Data records:
****************
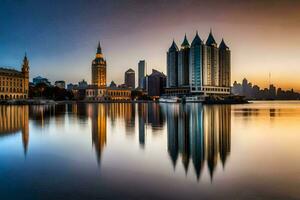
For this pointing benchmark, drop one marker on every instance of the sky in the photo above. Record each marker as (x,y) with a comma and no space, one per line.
(61,36)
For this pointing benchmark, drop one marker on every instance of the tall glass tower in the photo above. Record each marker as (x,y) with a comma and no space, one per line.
(196,64)
(183,63)
(99,69)
(172,66)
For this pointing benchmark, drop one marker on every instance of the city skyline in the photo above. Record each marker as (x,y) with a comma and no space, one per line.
(52,44)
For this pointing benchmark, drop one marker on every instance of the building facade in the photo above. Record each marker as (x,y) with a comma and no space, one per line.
(41,80)
(156,84)
(142,68)
(172,66)
(99,69)
(196,63)
(225,65)
(15,84)
(209,68)
(60,84)
(94,93)
(183,63)
(130,78)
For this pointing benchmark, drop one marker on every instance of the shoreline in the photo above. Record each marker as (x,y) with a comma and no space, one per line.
(53,102)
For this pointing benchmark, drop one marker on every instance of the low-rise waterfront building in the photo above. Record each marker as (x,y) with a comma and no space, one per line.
(40,80)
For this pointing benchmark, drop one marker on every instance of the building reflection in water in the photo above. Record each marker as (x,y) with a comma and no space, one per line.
(196,134)
(200,133)
(14,119)
(98,115)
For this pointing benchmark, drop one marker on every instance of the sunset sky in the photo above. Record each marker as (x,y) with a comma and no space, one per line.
(61,36)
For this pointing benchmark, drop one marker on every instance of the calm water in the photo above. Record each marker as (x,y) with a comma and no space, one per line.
(150,151)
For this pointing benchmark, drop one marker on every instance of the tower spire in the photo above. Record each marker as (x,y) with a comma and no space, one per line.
(99,50)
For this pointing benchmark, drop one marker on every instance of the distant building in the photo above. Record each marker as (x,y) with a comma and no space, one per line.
(196,64)
(110,93)
(211,68)
(82,84)
(208,72)
(99,69)
(39,80)
(156,84)
(118,94)
(112,84)
(60,84)
(172,66)
(224,65)
(130,78)
(72,86)
(183,63)
(142,68)
(255,93)
(15,84)
(272,91)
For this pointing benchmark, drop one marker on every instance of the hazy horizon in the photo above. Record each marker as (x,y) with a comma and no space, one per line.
(60,38)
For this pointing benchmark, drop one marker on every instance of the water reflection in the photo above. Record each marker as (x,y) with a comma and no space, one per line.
(14,120)
(196,134)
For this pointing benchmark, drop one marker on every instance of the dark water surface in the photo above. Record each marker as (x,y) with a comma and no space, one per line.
(150,151)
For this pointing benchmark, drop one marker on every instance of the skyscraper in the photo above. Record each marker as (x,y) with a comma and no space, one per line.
(208,71)
(211,69)
(172,66)
(14,84)
(196,63)
(224,65)
(183,63)
(142,73)
(99,69)
(130,78)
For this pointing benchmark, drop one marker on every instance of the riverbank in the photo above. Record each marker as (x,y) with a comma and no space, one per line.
(211,100)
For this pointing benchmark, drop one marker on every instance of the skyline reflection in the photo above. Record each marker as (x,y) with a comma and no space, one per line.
(199,133)
(196,134)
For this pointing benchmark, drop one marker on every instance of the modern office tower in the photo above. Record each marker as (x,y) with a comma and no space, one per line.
(99,69)
(15,84)
(130,78)
(156,83)
(196,64)
(141,73)
(183,63)
(224,65)
(172,66)
(60,84)
(211,68)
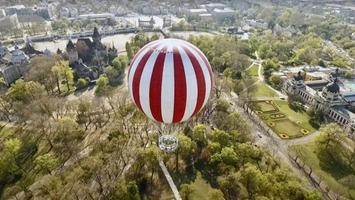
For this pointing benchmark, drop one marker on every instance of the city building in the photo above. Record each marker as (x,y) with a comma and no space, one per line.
(222,14)
(167,21)
(9,24)
(88,57)
(146,23)
(334,96)
(28,11)
(12,64)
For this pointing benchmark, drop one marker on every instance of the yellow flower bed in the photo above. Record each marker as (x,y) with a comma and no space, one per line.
(304,131)
(284,136)
(271,124)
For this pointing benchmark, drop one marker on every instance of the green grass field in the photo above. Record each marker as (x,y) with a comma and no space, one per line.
(253,70)
(284,121)
(6,132)
(308,154)
(261,90)
(200,188)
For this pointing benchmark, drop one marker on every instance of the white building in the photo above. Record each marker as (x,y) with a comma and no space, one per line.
(326,96)
(64,12)
(2,13)
(221,14)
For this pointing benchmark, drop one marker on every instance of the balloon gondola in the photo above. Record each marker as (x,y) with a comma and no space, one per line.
(170,81)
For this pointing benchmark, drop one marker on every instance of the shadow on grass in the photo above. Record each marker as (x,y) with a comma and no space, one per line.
(335,166)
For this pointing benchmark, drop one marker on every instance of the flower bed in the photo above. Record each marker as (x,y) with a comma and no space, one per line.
(277,116)
(304,131)
(271,124)
(284,136)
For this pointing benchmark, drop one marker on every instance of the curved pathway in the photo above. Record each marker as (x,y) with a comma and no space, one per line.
(170,180)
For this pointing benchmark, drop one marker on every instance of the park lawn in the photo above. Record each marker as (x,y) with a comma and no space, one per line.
(308,154)
(200,188)
(261,90)
(252,72)
(302,118)
(6,132)
(265,107)
(288,127)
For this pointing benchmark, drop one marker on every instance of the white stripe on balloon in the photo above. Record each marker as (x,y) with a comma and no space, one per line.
(134,67)
(144,86)
(191,85)
(205,71)
(168,87)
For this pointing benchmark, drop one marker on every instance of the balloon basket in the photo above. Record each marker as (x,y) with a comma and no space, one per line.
(168,143)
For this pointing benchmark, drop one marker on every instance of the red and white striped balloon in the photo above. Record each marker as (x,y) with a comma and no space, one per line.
(170,80)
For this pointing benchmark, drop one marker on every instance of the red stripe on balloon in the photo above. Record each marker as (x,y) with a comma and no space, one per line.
(135,57)
(180,89)
(156,85)
(201,85)
(137,77)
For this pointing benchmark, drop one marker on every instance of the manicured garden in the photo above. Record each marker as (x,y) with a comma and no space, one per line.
(330,175)
(284,121)
(200,188)
(252,72)
(261,90)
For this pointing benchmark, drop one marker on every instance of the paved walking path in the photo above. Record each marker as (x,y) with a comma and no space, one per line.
(170,180)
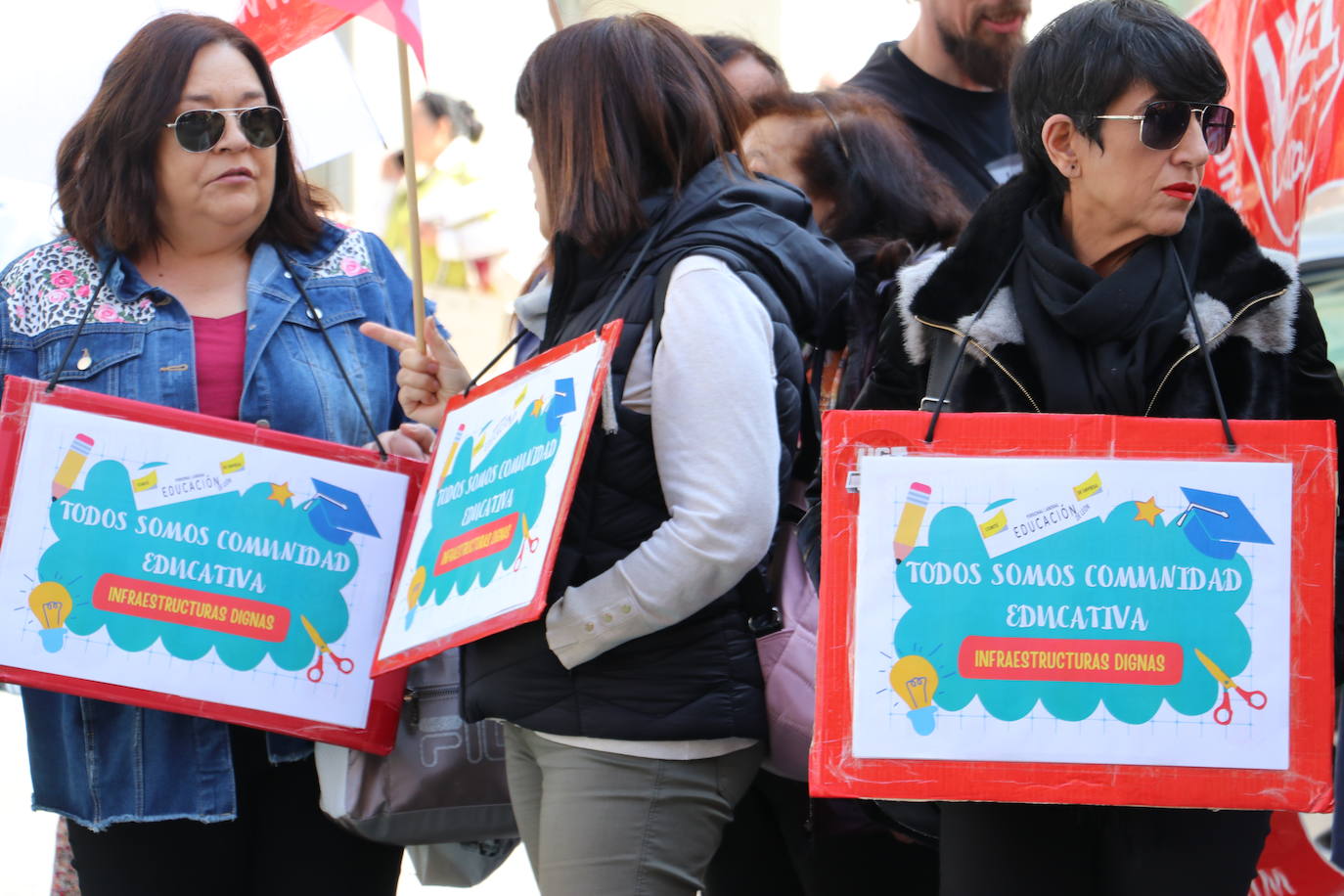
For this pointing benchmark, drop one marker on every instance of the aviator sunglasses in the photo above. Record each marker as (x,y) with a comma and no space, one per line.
(1165,122)
(201,129)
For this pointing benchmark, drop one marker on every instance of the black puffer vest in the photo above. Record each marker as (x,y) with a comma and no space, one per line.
(697,679)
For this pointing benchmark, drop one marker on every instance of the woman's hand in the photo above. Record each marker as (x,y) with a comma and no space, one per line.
(426,381)
(410,439)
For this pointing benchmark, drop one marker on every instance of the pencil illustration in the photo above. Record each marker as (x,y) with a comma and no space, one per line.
(912,517)
(70,467)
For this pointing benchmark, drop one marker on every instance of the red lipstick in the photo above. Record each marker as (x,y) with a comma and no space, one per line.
(1183,190)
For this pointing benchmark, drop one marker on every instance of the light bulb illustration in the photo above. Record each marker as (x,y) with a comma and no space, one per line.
(51,604)
(916,680)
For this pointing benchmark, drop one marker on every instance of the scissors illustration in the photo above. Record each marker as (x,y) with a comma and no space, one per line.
(1224,715)
(528,546)
(315,672)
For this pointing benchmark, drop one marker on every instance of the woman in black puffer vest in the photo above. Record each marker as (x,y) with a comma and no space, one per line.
(636,701)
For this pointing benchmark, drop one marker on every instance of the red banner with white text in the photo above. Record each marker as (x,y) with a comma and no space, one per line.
(1282,60)
(280,28)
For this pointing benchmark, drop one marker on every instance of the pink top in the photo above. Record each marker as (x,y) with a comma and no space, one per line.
(219,363)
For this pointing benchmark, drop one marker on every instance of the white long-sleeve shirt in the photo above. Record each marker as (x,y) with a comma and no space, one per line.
(710,389)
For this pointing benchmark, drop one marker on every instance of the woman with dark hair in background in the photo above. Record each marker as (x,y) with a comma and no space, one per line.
(1124,287)
(873,193)
(751,71)
(456,202)
(191,240)
(636,702)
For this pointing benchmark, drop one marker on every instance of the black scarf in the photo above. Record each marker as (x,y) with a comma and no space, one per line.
(1098,342)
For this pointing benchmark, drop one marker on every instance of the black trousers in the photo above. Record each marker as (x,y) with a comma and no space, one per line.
(1012,849)
(281,844)
(781,842)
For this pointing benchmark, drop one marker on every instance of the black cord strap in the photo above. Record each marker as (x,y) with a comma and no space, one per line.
(965,341)
(1203,348)
(495,360)
(83,320)
(317,319)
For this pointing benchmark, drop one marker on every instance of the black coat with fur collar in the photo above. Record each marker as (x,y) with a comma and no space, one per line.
(1260,324)
(1261,328)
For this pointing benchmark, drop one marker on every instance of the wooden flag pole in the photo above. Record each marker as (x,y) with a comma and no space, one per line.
(412,197)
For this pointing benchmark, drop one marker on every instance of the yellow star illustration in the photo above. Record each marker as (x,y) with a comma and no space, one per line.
(1148,511)
(280,493)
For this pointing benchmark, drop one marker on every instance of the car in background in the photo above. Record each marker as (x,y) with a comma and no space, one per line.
(1322,267)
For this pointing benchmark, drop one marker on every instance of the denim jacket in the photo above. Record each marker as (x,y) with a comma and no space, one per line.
(100,762)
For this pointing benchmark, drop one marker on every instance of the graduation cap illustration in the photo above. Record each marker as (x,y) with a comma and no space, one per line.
(562,403)
(1217,524)
(336,514)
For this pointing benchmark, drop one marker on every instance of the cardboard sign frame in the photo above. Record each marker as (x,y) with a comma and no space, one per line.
(21,395)
(1308,445)
(609,335)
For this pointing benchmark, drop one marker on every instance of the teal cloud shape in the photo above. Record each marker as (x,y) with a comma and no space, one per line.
(100,531)
(509,481)
(1053,576)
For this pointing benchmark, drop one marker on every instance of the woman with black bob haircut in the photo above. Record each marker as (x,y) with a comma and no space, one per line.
(1103,281)
(635,704)
(873,193)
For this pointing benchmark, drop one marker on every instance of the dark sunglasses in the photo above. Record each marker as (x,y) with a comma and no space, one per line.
(1165,122)
(201,129)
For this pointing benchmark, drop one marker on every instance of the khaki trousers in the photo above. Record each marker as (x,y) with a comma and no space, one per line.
(600,824)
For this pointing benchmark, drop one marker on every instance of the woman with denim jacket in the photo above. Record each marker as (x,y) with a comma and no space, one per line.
(190,238)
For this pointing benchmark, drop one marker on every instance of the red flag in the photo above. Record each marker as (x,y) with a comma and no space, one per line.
(283,25)
(1282,61)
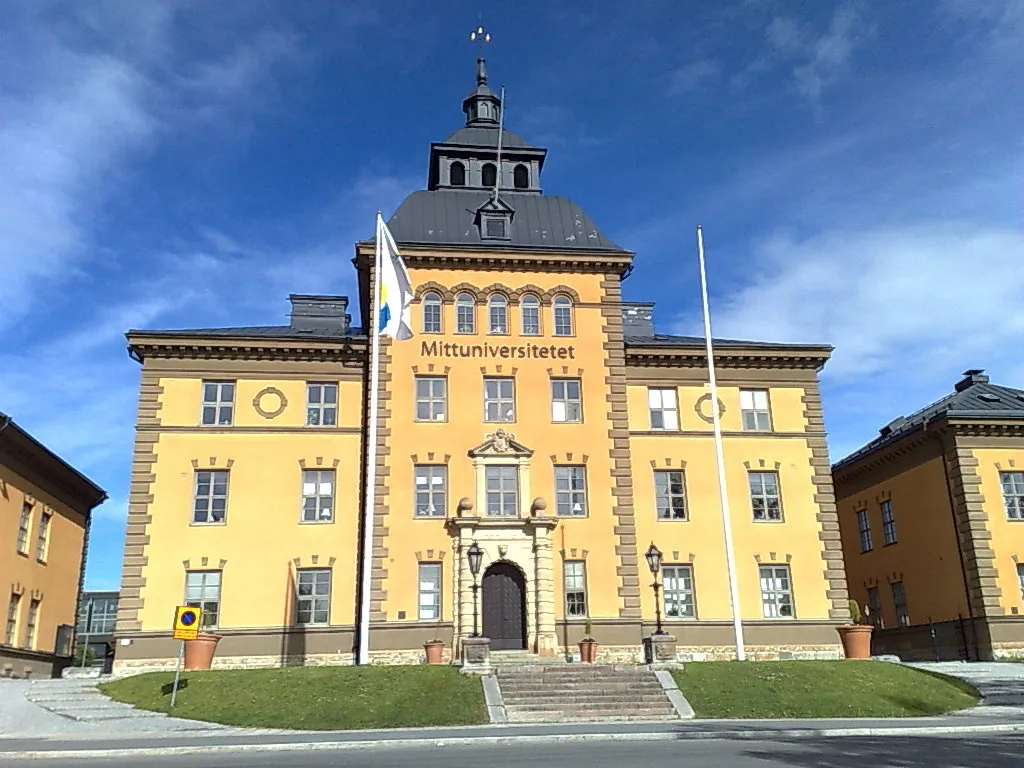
****************
What is needed:
Which lines in the material above contain the word "hazy"? Identify each one and copy it in full.

Written answer:
For this pointing benchmark, drop one marker on every instance of the hazy horizon in the photo above. Record each marker as (x,y) with a comma and no space, one per line.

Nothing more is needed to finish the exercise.